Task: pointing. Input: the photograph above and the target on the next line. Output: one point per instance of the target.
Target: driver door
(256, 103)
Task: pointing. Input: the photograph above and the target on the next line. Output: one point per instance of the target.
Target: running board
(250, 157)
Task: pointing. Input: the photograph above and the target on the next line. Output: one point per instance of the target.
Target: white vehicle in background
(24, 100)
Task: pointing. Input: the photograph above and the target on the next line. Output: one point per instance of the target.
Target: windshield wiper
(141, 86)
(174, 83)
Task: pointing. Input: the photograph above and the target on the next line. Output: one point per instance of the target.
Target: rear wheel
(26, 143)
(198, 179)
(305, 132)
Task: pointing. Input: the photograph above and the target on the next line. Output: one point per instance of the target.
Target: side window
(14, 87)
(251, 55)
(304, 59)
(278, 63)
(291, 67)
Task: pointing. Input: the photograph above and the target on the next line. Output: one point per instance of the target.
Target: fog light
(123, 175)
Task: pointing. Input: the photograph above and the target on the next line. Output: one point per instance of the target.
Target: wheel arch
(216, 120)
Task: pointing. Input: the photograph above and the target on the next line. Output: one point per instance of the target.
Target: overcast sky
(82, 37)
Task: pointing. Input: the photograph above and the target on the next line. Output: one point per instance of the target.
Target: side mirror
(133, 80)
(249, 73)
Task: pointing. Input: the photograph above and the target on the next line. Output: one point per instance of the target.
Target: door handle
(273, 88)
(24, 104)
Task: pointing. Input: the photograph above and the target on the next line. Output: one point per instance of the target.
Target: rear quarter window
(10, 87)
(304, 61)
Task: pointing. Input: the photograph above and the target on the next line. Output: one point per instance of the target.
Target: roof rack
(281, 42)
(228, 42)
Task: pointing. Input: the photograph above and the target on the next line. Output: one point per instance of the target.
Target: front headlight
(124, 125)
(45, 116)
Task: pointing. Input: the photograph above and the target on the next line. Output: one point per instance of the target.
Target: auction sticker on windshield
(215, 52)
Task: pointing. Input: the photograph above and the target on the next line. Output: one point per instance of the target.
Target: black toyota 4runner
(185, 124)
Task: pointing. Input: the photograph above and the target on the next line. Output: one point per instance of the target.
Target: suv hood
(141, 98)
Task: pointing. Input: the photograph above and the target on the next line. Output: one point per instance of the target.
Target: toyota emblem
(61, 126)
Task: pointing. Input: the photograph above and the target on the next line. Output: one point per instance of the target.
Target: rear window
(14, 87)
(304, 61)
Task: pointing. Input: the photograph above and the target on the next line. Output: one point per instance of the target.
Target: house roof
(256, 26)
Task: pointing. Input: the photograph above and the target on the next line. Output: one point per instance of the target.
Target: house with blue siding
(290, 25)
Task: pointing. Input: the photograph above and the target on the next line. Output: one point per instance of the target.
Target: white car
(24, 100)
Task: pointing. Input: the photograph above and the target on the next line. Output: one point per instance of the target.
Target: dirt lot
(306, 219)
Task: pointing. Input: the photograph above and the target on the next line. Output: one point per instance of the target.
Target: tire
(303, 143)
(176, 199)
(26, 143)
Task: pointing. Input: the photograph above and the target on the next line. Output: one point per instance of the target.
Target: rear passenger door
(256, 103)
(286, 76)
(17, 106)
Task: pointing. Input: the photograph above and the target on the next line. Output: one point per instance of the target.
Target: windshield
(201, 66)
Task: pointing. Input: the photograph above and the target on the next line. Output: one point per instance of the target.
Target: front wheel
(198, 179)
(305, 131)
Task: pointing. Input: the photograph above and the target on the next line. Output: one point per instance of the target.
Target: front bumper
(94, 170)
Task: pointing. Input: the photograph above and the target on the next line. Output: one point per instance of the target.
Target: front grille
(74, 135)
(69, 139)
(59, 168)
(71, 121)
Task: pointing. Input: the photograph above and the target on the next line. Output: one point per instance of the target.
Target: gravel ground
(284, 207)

----

## [REQUIRED WORK]
The listing above should be printed again in full, unchanged.

## [RESULT OF THE EXERCISE]
Task: pointing. Input: the photograph above and the target on the next line. Output: one point per instance of the target.
Target: driver door
(256, 103)
Task: pointing. Input: the photograph above and the target on the next line. Output: one point per instance of the target.
Target: running board
(250, 157)
Task: pointing. Input: the photograph above and the target on the next line. Output: one point per instance of the target.
Target: white vehicle in background
(24, 100)
Task: pointing. Input: the photograph above and the target on the next line. Output: one point per instance of the target.
Target: windshield wiper
(141, 86)
(174, 83)
Task: pointing. Input: the photograph above and the target on the next line. Output: one point per instance of the target.
Target: rear wheel
(26, 143)
(198, 179)
(305, 132)
Task: pointing. Input: the photograph above and the target on the next line. Output: one point per instance of the target.
Target: side window
(14, 87)
(251, 55)
(304, 59)
(278, 63)
(291, 67)
Task: pointing. Input: the photograph above and the target on the next line. Output: one point per instance of the target.
Target: fog light
(123, 175)
Task: pointing. Input: the photograph above and the target on the next line. Output: one point per instance of the target.
Target: wheel arch
(216, 120)
Task: pointing. Input: the photograph above and the target on the next line. Output: one point per instance of the target.
Target: overcast sky
(82, 37)
Task: pointing. Input: the photograph above and the target on the next line. Output: one point per instance of the target.
Target: side mirror
(133, 80)
(249, 73)
Task: pointing. Input: the photograph above and the target on the next line. Output: one point per instance of the target.
Target: door handle
(273, 88)
(24, 104)
Task: pointing. Input: the photograph above and the target on the next line. Output: one point per instance of the target.
Target: rear quarter window
(10, 87)
(304, 61)
Task: pointing. Input: the photograph above and the target on the next line. Output: one point per instance of the target.
Target: roof rack
(281, 42)
(228, 42)
Task: pointing. Input: the photograph above and the target on the next line. Output: one point per instance of the target.
Target: front headlight
(124, 125)
(45, 116)
Task: pointing. Input: the photograph above and the target on the next line. Output: one point per instance of the target.
Target: auction sticker on windshield
(215, 52)
Task: pointing. Input: the photograph above and the target on the next line. Output: one point per instance of the target.
Target: black toyota 4runner
(185, 124)
Task: pointing. Input: the photograph above and the target on the next line. Output: one point per instance of the target.
Target: suv hood
(141, 98)
Task: pointing. Input: the photograph above and the target on the next line. Output: one point per instance of the target.
Target: toyota emblem
(61, 126)
Task: pointing. Input: the photograph above and the target on the next line. Output: one point per instance of the target.
Target: rear window
(14, 87)
(304, 61)
Task: pointing. Input: the photograph above and the target on the next line. Output: one point per instance of the target.
Target: house roof
(256, 26)
Task: pointing. Input: the photograph above and the target on the next line. Output: one point per instance of the target.
Target: house with blue siding
(290, 25)
Task: pointing. Input: the photograph above and the target on the next line. Output: one point per instance of the target.
Target: white car
(24, 100)
Task: pointing. Input: the photograph above and the target on the next line. Output: one point per instance of the target.
Target: dirt lot
(306, 219)
Task: pointing. Input: the photograph above and the target on the next line. Output: one point per instance of the target.
Target: tire
(303, 143)
(176, 199)
(26, 143)
Task: pointing. Input: the photograph above and the target on the next line. Output: one point per instance of the target.
Target: rear passenger door
(256, 103)
(286, 76)
(17, 106)
Task: pointing. Input: the photograph above and the target on the next line. Output: one point per instance of the target.
Target: windshield
(201, 66)
Task: pointing. Input: the photograph above and the target on the next line. Output: one point per instance of the target.
Target: front wheel
(198, 179)
(305, 131)
Task: pointing. Input: the photograph above and the target on the next line. Output: one point per instance of the target.
Target: front bumper
(94, 170)
Task: pointing. Input: the photograph above and the target on the next line. Output: one point per instance of the target.
Target: front grille
(74, 135)
(69, 139)
(59, 168)
(71, 121)
Task: pointing. Input: the photograph above and the target on the next line. Output: one point per instance of the target.
Target: gravel ground
(284, 207)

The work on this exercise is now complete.